━━ READING TEXT
So maybe Vice President Joe Biden was kidding when he said he was “going to run, in 2020” after presiding over a session of the Senate on Tuesday. But whether he was joking or offering an accurate reflection of the plans of a politician who has spent the last 30 years thinking he ought to be president, the fact that so many in the press corps were quick to take it seriously tells us more about the current state of the Democratic Party than it does about Biden’s unquenchable ambition.

The occasion was the passage of a cancer treatment bill renamed to honor Biden’s son Beau, so the normally loquacious veep was even more voluble during a chat with journalists who thought they were covering one of his last moments of active political life. But Biden made it clear he wasn’t interested in assisting anyone in writing a political obituary. That may have been a reflexive reaction from a veteran publicity hound who has been a senator or vice president since 1972. Yet the words he spoke are doubtless enough to put him on any short list of possible Democratic presidential contenders. But can we take seriously the notion that a man who will be 77 during the 2020 primaries can possibly be the Democratic nominee next time?

Biden will be far older than anyone who has ever been nominated, let alone elected president. He also has been running for president since 1988, the first time his hopes for the White House crashed and burned. Surely, the Democrats ought to be able to come up with a few credible candidates who weren’t in Congress during the Reagan administration, let alone when Richard Nixon was taping sessions in the Oval Office.

But, honestly, who else do the Democrats have? There’s Senator Elizabeth Warren, who has the affection of the liberal base. But she’ll be 71 in 2020. After that, the list dwindles and the discussion turns to people who are either not yet national figures or seen as marginal for one reason or another. In a couple of years, we might be talking about people like Senators Kirsten Gillibrand or Corey Booker, who will be 53 and 51 respectively during the next presidential cycle. But when you compare the Democrats 2020 plans to the way Republicans were already lining up and actively preparing to run in 2016 in the weeks after President Obama’s re-election four years ago, they are way behind.
━━━━
━━ RECORDS SHOWN
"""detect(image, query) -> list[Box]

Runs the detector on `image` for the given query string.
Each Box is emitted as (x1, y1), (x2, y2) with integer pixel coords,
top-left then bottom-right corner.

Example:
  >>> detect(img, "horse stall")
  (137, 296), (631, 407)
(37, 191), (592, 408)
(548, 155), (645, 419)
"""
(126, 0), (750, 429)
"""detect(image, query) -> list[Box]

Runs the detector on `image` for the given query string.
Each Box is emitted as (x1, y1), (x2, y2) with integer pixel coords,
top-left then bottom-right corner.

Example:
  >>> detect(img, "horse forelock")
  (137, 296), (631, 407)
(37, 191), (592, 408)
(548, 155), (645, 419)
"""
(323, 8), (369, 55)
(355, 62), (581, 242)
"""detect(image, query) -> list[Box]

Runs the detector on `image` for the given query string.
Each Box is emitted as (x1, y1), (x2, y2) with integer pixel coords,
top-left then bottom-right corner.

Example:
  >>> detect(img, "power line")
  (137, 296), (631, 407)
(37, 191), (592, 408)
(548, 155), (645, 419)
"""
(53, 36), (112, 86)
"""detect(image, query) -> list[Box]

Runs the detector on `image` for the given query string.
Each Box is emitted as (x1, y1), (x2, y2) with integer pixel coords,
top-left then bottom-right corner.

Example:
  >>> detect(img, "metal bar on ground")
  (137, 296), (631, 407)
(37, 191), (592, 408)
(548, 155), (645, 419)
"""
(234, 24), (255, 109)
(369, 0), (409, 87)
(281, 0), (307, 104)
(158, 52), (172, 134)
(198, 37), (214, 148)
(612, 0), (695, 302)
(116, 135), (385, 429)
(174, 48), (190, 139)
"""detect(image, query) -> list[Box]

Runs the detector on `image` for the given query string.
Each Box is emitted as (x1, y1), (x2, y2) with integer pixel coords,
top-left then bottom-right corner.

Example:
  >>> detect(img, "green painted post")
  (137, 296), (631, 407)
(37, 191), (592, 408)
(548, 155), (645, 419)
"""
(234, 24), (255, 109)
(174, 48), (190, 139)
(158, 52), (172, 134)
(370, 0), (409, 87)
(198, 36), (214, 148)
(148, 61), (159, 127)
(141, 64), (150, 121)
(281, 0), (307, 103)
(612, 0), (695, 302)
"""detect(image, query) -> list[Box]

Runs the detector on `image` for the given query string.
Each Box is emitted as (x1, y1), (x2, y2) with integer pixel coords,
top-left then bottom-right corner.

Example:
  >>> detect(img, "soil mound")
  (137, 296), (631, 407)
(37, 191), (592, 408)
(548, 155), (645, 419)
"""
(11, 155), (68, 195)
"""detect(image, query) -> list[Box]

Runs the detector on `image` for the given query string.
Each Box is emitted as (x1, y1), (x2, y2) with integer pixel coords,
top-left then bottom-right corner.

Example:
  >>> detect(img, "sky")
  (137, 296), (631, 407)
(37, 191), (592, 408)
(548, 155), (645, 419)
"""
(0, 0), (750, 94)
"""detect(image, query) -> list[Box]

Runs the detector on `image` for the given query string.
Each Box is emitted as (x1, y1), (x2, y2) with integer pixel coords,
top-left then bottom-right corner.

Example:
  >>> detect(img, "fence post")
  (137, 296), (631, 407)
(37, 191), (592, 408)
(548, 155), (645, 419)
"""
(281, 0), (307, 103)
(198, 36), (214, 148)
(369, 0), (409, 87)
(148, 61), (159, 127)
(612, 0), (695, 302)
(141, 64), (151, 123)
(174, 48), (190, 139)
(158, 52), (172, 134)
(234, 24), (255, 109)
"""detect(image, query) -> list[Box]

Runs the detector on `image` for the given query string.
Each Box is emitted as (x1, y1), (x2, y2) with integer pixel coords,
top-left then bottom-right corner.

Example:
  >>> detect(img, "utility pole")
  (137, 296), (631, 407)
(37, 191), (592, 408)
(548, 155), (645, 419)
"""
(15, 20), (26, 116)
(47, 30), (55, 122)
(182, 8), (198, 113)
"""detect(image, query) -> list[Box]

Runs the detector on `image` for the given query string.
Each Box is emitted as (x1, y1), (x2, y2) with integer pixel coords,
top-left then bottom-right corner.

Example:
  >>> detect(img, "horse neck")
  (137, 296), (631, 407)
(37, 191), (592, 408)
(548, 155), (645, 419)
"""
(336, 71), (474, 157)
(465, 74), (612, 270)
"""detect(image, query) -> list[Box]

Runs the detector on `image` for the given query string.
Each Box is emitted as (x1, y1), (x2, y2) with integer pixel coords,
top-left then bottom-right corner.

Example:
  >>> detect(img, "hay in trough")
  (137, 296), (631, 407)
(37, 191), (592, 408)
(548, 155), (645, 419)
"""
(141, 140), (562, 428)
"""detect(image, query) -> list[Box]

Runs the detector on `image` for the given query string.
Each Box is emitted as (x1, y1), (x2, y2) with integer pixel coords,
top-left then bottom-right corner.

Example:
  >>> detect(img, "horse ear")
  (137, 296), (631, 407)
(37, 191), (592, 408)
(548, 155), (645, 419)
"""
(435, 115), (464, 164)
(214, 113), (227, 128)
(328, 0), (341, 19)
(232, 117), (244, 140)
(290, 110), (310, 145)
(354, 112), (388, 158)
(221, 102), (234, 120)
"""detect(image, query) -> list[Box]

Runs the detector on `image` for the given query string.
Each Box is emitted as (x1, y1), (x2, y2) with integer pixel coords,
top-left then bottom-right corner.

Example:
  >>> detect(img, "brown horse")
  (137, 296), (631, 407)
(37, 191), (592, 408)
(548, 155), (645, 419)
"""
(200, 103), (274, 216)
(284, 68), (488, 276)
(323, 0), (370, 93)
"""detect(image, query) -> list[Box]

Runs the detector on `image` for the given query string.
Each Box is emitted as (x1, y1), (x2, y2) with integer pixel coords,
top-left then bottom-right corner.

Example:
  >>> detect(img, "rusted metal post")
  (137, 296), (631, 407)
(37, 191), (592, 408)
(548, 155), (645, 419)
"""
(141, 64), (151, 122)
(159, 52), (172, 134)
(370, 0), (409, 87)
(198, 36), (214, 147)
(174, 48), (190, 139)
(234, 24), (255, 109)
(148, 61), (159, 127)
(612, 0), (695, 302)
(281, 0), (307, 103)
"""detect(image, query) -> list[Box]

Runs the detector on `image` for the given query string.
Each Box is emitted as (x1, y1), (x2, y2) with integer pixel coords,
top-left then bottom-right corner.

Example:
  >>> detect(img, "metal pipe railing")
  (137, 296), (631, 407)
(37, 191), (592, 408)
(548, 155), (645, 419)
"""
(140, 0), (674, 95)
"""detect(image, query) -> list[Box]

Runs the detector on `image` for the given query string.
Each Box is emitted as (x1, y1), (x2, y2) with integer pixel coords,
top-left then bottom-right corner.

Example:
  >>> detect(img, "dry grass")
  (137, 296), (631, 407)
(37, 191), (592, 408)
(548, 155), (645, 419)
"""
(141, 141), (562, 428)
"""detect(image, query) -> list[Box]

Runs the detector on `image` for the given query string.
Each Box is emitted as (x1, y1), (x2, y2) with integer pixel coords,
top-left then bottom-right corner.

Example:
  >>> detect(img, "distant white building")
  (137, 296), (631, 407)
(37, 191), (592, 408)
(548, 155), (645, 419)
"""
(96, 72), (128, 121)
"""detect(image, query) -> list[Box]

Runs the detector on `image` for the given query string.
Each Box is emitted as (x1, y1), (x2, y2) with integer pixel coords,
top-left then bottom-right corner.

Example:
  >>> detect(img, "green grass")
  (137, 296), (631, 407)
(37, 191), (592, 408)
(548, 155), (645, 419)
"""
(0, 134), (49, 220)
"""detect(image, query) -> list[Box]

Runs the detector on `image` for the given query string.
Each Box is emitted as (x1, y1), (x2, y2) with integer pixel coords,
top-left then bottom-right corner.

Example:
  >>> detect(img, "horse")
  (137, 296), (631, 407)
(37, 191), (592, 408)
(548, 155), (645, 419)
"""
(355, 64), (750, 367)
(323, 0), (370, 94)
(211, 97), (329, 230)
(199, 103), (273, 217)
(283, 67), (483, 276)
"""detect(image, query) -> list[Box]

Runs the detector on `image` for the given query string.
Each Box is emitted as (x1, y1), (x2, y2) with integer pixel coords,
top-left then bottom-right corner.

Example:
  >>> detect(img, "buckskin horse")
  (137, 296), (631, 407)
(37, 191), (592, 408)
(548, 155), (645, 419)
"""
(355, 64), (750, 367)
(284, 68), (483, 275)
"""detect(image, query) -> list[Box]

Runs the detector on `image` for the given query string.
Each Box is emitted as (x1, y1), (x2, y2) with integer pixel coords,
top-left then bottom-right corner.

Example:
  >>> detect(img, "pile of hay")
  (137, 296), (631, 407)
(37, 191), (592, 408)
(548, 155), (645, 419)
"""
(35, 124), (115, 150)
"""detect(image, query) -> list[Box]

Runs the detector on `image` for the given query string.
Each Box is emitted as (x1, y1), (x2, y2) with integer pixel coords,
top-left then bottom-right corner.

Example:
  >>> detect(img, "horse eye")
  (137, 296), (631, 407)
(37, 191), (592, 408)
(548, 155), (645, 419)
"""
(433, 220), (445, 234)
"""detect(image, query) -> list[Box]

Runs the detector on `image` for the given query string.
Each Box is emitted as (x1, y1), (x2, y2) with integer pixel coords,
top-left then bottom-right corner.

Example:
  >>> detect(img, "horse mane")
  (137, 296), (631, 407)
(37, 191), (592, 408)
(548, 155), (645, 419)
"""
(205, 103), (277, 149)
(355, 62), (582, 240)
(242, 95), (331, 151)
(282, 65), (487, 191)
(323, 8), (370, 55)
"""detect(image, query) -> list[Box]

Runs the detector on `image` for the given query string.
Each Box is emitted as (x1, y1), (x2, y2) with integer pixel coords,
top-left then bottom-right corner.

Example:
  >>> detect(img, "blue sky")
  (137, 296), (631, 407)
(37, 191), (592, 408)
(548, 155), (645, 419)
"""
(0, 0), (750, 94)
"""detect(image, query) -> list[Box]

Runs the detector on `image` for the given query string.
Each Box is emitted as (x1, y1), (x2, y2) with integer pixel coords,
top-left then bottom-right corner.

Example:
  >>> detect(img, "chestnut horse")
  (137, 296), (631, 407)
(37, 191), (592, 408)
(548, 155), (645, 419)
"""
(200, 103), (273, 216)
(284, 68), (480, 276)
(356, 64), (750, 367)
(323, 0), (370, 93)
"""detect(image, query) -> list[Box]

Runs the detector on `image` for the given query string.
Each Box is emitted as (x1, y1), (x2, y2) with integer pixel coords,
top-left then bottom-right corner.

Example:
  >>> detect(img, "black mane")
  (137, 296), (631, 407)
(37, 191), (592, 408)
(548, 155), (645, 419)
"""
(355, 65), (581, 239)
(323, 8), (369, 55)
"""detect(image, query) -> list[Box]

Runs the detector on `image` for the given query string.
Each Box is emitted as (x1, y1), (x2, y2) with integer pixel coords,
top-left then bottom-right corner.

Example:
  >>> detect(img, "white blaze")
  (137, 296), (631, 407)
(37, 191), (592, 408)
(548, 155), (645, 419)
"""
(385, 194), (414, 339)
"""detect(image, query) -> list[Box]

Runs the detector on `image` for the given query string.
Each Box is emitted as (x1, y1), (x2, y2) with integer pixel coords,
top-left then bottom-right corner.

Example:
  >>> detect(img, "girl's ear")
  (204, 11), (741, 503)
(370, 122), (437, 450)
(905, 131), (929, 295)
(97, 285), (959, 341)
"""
━━━━
### WORK INSTRUCTIONS
1 – In the article on Joe Biden's 2020 remark, since what year has Biden been a senator or vice president?
2 – Transcribe part of the article on Joe Biden's 2020 remark. Begin at the words "But, honestly, who" and stop after "are way behind.".
3 – Pick up the article on Joe Biden's 2020 remark after its last sentence and continue writing it.

### SOLVED TASKS
1 – Since 1972.

2 –
But, honestly, who else do the Democrats have? There’s Senator Elizabeth Warren, who has the affection of the liberal base. But she’ll be 71 in 2020. After that, the list dwindles and the discussion turns to people who are either not yet national figures or seen as marginal for one reason or another. In a couple of years, we might be talking about people like Senators Kirsten Gillibrand or Corey Booker, who will be 53 and 51 respectively during the next presidential cycle. But when you compare the Democrats 2020 plans to the way Republicans were already lining up and actively preparing to run in 2016 in the weeks after President Obama’s re-election four years ago, they are way behind.

3 –
Part of the problem is that no one in the party thought 2020 would be an open race since they all assumed Hillary Clinton would be running for re-election that year. It also has to do with a lack of talent in a party that has steadily lost ground in the last eight years at every level of political life. And the Democratic leadership has—as the House leadership race demonstrated—been populated by 70-year-olds with little interest in developing younger talent. Barack Obama was a unique success whose achievements other Democrats can’t replicate.

Anyone who wants to run in 2020 without the money or the name recognition/celebrity status of a Donald Trump needs to get started with serious planning now. The thin field of possible candidates is a sign of a party that has run out of steam. They may assume that opposition to the Trump presidency will energize their base. But that same reasoning was the foundation of their optimism about Clinton and we all know how well that worked out.

So while we can roll our eyes at Biden’s comic desire for continued attention, unless some serious Democrats who are not either lightweights like Martin O’Malley or protest candidates like Bernie Sanders step forward soon, a Biden 2020 campaign is far from a joke.